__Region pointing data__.

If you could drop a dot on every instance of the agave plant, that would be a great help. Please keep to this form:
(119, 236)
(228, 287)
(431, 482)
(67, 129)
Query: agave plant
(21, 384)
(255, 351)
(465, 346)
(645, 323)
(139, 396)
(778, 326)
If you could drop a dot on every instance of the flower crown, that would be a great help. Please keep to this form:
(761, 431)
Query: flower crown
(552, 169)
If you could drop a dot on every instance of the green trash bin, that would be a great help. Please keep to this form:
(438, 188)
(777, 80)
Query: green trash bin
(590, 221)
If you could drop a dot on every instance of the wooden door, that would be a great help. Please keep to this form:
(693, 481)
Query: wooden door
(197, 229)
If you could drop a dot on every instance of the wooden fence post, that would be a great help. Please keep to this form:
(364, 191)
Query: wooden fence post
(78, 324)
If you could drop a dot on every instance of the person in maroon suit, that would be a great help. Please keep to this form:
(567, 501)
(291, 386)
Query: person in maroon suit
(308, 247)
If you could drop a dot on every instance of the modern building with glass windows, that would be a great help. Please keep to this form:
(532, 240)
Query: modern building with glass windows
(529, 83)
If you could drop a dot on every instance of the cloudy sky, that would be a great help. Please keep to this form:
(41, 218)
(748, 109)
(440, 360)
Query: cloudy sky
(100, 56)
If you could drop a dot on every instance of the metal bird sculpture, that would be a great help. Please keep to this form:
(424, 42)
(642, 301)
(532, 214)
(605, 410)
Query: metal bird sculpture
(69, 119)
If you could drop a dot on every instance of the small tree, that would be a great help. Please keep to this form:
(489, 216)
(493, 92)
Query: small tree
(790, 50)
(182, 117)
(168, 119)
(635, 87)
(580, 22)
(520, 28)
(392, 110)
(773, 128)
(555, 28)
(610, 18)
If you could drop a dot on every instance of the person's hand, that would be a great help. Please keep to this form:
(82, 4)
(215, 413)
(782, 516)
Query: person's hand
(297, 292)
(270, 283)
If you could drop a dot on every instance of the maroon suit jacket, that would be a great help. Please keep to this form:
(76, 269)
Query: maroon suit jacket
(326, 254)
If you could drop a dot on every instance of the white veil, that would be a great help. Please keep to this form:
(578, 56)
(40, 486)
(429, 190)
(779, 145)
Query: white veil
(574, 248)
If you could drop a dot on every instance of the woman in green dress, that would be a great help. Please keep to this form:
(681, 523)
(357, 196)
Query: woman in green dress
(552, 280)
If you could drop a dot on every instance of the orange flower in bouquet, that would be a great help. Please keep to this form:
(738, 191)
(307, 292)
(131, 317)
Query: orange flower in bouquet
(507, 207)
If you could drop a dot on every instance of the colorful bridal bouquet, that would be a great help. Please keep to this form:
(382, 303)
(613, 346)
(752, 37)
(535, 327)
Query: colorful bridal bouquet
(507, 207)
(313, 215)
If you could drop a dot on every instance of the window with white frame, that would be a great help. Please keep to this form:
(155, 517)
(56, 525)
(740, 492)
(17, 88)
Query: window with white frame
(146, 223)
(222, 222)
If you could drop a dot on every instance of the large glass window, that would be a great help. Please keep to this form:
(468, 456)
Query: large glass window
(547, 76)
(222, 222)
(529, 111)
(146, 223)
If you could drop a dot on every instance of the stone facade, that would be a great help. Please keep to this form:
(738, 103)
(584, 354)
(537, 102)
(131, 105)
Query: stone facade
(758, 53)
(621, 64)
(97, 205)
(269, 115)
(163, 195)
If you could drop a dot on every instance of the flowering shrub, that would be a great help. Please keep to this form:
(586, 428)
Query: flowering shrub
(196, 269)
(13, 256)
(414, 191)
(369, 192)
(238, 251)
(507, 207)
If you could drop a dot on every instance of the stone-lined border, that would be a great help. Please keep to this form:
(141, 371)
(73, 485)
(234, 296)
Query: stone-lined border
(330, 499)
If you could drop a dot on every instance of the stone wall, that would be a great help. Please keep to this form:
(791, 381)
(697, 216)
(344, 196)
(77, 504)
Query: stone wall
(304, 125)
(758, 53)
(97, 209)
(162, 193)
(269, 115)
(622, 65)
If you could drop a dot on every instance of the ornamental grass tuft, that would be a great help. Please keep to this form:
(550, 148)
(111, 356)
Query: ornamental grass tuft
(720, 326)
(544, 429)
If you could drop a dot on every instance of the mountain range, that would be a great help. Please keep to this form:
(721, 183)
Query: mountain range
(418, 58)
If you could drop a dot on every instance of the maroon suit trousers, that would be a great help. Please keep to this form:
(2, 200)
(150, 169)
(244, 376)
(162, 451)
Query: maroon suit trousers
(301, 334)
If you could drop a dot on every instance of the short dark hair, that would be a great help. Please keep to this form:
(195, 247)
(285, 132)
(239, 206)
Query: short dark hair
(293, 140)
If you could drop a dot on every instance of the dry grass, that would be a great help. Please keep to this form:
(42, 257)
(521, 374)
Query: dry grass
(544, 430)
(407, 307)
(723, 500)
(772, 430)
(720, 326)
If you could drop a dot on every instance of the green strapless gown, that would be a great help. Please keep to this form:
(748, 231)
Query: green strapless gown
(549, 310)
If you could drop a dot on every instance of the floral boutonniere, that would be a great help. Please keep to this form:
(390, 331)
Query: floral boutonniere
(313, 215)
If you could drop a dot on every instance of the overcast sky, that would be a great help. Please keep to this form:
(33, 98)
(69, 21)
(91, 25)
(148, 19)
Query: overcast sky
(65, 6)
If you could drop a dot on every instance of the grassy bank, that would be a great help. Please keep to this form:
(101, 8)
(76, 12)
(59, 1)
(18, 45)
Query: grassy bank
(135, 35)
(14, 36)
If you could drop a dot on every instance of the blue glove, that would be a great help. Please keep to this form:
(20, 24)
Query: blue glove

__What you will do__. From the records above, pull out each line that has "glove".

__Answer to this task__.
If you could drop a dot on every instance of the blue glove, that would be a great help. Please keep to this form:
Query: blue glove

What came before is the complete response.